— Start DATA TO PROCESS —

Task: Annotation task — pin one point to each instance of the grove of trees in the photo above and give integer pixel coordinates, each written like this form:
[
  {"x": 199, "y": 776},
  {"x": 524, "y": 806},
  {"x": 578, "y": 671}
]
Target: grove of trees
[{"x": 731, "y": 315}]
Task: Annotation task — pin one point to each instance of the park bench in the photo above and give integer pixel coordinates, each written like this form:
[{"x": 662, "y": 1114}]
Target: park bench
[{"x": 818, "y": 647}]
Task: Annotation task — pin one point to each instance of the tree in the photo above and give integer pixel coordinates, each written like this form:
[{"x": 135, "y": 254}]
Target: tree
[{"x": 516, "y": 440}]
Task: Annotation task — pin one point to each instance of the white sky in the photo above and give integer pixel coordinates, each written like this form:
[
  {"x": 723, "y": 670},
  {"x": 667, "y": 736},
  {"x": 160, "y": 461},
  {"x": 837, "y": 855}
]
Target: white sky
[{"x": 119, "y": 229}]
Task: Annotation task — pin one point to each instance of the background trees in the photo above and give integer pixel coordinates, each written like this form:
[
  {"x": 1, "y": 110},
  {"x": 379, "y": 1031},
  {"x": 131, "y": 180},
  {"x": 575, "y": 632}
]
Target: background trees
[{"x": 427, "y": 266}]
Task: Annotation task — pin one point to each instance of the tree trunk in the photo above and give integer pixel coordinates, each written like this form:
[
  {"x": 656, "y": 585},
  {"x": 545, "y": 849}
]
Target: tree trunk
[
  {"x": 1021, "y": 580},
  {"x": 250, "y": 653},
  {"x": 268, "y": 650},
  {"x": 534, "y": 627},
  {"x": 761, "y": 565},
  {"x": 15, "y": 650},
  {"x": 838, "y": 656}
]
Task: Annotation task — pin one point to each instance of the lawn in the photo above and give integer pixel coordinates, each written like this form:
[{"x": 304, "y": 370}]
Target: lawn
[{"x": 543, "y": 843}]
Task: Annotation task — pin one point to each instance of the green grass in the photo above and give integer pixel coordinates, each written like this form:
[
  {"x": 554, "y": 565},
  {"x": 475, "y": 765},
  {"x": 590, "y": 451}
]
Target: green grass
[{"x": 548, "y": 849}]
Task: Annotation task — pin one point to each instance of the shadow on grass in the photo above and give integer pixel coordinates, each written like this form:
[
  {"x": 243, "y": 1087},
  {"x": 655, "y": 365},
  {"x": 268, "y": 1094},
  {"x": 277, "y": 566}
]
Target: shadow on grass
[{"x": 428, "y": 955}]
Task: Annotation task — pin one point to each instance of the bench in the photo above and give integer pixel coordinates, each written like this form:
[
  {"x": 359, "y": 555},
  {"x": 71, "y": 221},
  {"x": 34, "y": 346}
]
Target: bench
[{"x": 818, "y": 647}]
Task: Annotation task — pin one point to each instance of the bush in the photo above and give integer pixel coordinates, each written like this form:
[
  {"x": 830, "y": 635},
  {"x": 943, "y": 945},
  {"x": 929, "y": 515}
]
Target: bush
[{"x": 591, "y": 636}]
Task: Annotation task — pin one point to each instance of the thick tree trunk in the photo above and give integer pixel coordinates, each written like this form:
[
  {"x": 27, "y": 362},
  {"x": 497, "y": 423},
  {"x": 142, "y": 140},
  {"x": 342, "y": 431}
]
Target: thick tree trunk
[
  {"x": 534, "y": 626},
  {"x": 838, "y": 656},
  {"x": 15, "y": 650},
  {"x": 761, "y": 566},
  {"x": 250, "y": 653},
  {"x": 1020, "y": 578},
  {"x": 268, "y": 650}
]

— End DATA TO PROCESS —

#### TASK DETAILS
Render the lines above as a Markdown table with columns headed "No." and "Line", starting at the line containing "of the shadow" and ending at the last line. Number each row and leave out any blank lines.

#### OUTPUT FOR THIS EXERCISE
| No. | Line |
|---|---|
| 1 | Task: Annotation task — pin one point to each instance of the shadow on grass in the photo above and give integer pixel coordinates, each written like this form: |
| 2 | [ |
| 3 |   {"x": 243, "y": 1087}, |
| 4 |   {"x": 655, "y": 365}, |
| 5 |   {"x": 268, "y": 1094}, |
| 6 |   {"x": 277, "y": 566} |
| 7 | ] |
| 8 | Target: shadow on grass |
| 9 | [{"x": 428, "y": 955}] |
| 10 | Task: Annotation task — pin one point to each instance of the bench in the photo above and give integer pixel coordinates, each written like this form: |
| 11 | [ |
| 12 |   {"x": 359, "y": 555}, |
| 13 |   {"x": 71, "y": 221}, |
| 14 |   {"x": 34, "y": 346} |
| 15 | ] |
| 16 | Target: bench |
| 17 | [{"x": 818, "y": 647}] |
| 18 | Task: Annotation task — pin one point to each instance of the bush in the photo above and give integer pixel coordinates, each written like this form: |
| 19 | [ |
| 20 |   {"x": 830, "y": 635}, |
| 21 |   {"x": 943, "y": 945}, |
| 22 |   {"x": 929, "y": 515} |
| 23 | ] |
| 24 | Target: bush |
| 25 | [{"x": 591, "y": 636}] |
| 26 | Task: Annotation task — pin one point to each instance of the thick tree trunk in the photo above and give integer pixel coordinates, each written like this form: |
| 27 | [ |
| 28 |   {"x": 27, "y": 362}, |
| 29 |   {"x": 497, "y": 423}, |
| 30 |   {"x": 142, "y": 140}, |
| 31 |   {"x": 342, "y": 431} |
| 32 | ] |
| 33 | Target: thick tree trunk |
| 34 | [ |
| 35 |   {"x": 534, "y": 626}, |
| 36 |   {"x": 838, "y": 656}, |
| 37 |   {"x": 15, "y": 650}, |
| 38 |   {"x": 761, "y": 566}, |
| 39 |   {"x": 250, "y": 653}, |
| 40 |   {"x": 1020, "y": 578}, |
| 41 |   {"x": 268, "y": 650} |
| 42 | ] |